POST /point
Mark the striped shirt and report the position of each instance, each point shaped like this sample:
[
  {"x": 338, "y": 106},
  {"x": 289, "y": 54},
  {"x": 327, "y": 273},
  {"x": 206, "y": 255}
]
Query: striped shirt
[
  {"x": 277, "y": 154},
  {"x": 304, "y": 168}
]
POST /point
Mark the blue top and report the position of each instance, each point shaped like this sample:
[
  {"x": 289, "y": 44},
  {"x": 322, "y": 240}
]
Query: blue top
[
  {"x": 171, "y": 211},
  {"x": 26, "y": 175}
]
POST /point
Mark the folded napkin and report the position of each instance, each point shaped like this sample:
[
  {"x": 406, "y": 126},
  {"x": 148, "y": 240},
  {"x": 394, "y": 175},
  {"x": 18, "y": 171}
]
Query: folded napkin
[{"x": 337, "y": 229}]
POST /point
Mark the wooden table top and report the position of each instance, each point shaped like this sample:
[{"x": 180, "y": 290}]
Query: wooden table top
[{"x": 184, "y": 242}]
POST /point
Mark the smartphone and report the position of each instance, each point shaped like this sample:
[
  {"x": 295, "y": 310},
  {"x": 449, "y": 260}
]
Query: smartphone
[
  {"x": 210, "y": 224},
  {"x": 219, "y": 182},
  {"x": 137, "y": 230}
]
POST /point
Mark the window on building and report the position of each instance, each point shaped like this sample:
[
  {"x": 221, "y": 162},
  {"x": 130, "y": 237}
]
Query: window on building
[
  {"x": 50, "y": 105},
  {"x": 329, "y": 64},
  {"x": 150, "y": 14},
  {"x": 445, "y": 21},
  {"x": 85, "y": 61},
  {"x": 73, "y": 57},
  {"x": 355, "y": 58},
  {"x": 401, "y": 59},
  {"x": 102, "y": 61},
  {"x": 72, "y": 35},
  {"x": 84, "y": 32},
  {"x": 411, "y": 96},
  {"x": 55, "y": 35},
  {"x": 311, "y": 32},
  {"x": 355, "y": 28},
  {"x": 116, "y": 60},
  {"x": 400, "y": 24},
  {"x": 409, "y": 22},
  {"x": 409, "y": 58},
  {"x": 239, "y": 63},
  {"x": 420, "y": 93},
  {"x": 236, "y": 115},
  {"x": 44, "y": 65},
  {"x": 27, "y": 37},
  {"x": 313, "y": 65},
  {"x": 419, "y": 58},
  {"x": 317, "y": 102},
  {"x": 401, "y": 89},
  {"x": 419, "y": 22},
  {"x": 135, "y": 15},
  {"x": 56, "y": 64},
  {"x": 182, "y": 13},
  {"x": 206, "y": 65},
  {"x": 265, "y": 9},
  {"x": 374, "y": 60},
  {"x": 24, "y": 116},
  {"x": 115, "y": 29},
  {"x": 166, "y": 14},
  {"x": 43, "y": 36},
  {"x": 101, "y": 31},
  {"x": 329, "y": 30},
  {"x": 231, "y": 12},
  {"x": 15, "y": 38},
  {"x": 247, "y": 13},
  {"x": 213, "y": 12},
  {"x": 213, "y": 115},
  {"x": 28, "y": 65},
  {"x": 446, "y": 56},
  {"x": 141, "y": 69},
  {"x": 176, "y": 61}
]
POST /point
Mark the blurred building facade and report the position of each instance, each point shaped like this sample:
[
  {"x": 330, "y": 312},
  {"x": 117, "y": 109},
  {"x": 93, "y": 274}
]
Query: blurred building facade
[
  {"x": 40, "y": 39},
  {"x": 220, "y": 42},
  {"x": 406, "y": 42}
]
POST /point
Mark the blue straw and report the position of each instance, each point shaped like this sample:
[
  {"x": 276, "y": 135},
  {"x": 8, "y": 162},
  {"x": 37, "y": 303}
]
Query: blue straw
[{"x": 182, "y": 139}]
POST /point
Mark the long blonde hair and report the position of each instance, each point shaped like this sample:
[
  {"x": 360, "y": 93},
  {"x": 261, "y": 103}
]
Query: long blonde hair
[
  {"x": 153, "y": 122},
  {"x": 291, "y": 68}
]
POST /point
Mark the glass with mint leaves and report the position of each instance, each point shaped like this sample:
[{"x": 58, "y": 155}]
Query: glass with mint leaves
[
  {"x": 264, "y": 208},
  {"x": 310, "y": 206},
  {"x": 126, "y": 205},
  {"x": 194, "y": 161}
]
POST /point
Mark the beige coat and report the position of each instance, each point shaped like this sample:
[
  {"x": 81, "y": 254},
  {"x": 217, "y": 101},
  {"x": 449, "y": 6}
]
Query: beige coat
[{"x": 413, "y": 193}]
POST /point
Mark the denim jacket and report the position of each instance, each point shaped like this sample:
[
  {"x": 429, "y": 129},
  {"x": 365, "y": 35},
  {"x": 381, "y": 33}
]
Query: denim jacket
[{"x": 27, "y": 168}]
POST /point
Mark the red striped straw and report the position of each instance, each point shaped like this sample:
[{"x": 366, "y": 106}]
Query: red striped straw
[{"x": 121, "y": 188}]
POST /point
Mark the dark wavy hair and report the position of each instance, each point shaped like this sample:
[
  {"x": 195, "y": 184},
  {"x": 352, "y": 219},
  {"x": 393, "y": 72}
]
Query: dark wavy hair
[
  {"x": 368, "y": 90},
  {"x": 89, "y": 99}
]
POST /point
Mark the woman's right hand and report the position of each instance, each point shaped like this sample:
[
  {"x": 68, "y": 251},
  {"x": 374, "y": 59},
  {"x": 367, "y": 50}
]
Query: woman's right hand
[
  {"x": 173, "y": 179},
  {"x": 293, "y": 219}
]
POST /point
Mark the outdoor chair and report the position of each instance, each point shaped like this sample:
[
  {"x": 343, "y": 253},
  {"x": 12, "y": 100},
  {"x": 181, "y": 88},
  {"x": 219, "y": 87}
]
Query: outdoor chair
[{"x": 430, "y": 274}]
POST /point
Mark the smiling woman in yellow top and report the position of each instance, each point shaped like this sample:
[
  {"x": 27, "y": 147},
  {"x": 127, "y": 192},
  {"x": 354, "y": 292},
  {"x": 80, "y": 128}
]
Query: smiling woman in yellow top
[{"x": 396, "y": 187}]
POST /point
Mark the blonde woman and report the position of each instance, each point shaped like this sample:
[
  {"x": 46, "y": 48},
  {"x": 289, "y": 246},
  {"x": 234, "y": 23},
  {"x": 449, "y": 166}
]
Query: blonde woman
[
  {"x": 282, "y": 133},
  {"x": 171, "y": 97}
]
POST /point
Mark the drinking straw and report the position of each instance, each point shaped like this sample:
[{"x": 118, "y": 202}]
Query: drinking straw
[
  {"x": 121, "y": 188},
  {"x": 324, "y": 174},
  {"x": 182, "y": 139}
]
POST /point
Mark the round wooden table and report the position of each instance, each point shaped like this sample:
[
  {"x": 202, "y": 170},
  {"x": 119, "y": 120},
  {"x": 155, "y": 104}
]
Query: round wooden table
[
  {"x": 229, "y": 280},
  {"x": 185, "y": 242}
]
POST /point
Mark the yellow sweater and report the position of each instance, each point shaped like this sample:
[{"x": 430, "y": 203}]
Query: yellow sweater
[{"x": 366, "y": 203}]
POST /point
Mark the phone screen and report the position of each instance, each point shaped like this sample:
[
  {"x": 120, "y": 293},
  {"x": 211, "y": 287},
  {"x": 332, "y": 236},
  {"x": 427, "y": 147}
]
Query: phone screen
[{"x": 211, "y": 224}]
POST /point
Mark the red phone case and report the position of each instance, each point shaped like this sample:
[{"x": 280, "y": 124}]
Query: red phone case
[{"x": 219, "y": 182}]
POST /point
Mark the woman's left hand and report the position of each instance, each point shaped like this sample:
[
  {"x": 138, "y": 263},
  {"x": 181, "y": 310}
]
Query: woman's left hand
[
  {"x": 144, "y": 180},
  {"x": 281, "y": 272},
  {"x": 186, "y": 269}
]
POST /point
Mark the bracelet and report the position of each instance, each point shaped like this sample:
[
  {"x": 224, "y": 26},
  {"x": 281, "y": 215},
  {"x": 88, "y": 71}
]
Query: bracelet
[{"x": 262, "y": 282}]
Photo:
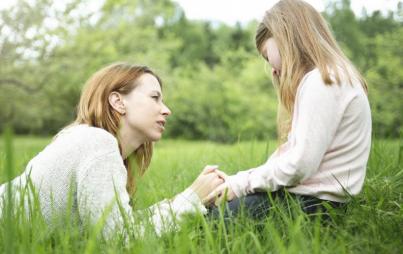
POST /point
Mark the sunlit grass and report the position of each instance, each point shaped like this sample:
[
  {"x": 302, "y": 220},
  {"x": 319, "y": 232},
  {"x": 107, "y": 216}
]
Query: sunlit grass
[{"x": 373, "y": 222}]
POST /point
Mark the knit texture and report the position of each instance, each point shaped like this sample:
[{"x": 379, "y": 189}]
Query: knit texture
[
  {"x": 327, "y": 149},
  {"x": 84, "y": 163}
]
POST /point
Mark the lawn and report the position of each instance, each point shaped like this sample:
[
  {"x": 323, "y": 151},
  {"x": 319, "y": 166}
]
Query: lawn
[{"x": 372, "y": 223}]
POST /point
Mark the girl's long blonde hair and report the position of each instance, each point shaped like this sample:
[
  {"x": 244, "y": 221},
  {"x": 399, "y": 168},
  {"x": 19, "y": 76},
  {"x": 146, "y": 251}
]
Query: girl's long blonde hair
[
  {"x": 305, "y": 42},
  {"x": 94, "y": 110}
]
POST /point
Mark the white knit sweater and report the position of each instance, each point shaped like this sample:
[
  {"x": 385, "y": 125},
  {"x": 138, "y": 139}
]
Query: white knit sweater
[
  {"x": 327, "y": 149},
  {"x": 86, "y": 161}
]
---
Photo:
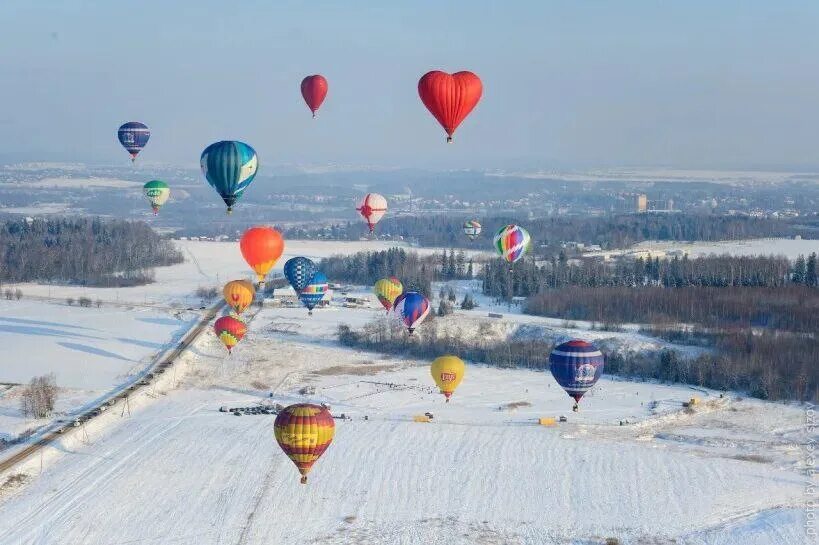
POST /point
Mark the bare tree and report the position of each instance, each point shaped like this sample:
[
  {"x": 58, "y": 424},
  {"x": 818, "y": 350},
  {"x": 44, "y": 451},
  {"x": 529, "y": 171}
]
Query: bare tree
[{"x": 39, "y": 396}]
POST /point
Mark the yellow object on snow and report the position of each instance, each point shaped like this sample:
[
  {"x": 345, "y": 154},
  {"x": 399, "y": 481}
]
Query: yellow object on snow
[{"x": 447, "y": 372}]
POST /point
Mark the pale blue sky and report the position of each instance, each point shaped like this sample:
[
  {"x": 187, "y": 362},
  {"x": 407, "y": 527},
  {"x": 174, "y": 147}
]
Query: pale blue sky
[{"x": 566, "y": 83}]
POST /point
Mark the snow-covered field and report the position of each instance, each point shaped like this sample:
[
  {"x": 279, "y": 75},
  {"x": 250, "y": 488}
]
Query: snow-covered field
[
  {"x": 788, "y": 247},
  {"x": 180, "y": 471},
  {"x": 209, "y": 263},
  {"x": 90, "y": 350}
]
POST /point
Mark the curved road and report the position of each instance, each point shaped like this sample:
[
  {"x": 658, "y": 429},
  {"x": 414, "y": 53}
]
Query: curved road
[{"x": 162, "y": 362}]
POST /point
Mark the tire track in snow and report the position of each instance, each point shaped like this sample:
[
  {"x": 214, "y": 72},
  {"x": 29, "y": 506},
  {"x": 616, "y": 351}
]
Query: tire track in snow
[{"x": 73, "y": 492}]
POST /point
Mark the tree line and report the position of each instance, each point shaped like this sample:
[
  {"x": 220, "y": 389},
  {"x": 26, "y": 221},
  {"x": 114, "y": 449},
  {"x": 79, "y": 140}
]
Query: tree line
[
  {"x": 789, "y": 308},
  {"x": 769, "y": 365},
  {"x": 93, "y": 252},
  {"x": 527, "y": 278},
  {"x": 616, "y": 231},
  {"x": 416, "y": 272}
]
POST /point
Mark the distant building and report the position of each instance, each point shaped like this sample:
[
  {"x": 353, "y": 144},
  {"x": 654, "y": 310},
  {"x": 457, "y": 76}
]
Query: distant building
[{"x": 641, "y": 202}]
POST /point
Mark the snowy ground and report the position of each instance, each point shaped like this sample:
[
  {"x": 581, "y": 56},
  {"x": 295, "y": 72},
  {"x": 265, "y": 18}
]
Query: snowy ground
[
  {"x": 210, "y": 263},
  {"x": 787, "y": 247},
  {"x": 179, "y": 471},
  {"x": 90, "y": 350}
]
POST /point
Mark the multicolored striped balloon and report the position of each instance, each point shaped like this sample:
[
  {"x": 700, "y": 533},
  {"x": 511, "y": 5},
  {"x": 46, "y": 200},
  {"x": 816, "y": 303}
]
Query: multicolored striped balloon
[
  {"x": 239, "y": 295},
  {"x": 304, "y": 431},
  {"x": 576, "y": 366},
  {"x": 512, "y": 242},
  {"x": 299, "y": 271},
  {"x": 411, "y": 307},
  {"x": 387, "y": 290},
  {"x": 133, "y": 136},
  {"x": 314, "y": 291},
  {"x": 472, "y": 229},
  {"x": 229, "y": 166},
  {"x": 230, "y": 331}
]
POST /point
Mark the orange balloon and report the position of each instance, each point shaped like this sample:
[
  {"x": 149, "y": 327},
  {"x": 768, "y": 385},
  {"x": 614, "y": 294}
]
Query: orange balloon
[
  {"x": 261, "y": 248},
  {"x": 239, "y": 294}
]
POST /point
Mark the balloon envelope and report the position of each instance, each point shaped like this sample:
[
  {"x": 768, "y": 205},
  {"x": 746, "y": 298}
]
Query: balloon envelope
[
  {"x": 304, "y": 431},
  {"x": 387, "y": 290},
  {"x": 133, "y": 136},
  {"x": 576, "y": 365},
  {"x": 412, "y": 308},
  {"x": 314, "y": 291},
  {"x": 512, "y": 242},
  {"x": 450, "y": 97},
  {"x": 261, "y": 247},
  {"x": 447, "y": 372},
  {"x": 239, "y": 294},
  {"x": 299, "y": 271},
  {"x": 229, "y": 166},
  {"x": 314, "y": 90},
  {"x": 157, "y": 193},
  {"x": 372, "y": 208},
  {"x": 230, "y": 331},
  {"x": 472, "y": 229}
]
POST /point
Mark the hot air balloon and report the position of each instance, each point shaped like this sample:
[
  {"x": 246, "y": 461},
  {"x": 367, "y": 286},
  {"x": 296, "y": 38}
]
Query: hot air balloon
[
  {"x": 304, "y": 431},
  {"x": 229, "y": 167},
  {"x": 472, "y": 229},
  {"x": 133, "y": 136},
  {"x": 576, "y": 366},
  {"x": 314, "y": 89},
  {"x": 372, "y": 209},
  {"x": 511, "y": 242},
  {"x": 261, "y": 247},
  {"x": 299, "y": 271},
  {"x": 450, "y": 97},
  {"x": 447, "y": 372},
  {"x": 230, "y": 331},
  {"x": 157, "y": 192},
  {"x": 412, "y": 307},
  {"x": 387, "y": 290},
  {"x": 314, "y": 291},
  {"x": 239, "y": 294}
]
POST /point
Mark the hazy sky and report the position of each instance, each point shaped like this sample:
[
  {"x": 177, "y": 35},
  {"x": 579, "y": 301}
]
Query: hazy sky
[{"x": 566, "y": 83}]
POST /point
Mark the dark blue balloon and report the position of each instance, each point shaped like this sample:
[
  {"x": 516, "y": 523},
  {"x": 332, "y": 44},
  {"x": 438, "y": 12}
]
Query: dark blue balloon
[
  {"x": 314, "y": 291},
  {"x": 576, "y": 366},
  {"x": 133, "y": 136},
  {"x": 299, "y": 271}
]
---
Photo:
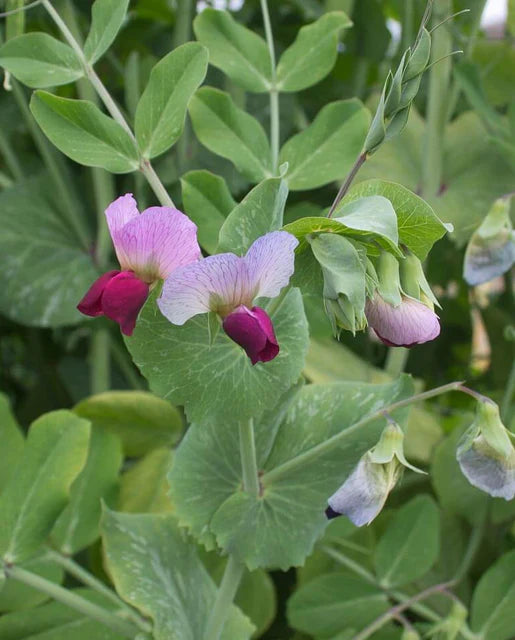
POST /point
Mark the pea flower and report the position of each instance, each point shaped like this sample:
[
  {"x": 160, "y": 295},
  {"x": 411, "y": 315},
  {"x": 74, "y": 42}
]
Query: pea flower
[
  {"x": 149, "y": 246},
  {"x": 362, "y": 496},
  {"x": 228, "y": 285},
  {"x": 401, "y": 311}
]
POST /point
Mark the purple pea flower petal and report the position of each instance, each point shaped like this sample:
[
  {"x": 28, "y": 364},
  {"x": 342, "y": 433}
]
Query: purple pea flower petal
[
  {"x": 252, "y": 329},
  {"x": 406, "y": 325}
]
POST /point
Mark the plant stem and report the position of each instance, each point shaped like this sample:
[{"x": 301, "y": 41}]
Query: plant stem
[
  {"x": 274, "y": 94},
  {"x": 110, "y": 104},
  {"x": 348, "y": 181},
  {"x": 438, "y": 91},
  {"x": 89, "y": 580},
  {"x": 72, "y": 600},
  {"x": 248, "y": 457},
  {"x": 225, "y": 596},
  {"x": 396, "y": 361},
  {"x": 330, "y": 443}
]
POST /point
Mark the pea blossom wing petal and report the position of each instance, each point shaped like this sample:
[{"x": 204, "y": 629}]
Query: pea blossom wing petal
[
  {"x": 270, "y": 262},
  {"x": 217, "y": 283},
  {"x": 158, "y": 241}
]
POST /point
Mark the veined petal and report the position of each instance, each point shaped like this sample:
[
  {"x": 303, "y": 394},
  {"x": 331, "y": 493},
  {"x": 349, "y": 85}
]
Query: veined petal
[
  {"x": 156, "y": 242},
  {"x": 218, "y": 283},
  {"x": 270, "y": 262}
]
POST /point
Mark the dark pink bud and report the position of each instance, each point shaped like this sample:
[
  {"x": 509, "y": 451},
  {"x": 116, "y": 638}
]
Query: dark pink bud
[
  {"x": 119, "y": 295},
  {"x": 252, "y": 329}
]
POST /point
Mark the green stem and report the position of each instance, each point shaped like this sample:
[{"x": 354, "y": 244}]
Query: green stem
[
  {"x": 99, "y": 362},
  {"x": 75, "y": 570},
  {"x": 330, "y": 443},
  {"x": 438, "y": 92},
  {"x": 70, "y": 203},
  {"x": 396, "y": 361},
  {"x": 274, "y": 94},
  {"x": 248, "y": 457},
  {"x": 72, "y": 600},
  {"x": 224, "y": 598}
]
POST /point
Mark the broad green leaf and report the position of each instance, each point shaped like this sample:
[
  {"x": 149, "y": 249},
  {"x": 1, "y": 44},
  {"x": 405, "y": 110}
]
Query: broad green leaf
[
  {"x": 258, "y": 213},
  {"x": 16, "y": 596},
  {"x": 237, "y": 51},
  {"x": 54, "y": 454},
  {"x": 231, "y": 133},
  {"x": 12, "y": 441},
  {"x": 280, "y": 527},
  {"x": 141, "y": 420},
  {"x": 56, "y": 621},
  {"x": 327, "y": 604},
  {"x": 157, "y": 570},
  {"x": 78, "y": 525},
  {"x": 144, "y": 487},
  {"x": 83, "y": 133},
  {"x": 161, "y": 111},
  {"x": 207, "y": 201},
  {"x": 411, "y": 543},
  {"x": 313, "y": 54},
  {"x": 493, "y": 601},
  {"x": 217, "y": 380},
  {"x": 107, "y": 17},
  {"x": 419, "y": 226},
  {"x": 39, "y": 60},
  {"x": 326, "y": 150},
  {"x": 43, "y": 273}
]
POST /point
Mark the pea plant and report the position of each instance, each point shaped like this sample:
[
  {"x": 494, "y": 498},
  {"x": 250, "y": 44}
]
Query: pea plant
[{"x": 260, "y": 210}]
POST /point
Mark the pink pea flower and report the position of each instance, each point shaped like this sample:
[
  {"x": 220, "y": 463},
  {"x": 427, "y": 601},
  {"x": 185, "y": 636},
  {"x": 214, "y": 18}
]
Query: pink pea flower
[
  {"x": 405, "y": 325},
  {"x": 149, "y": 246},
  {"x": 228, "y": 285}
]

REQUEST: Gather every line in the listing above that contains the word "distant", and copy each one out in order.

OUTPUT:
Mark the distant building and report the position of each instance, each point shaped like this sample:
Query: distant building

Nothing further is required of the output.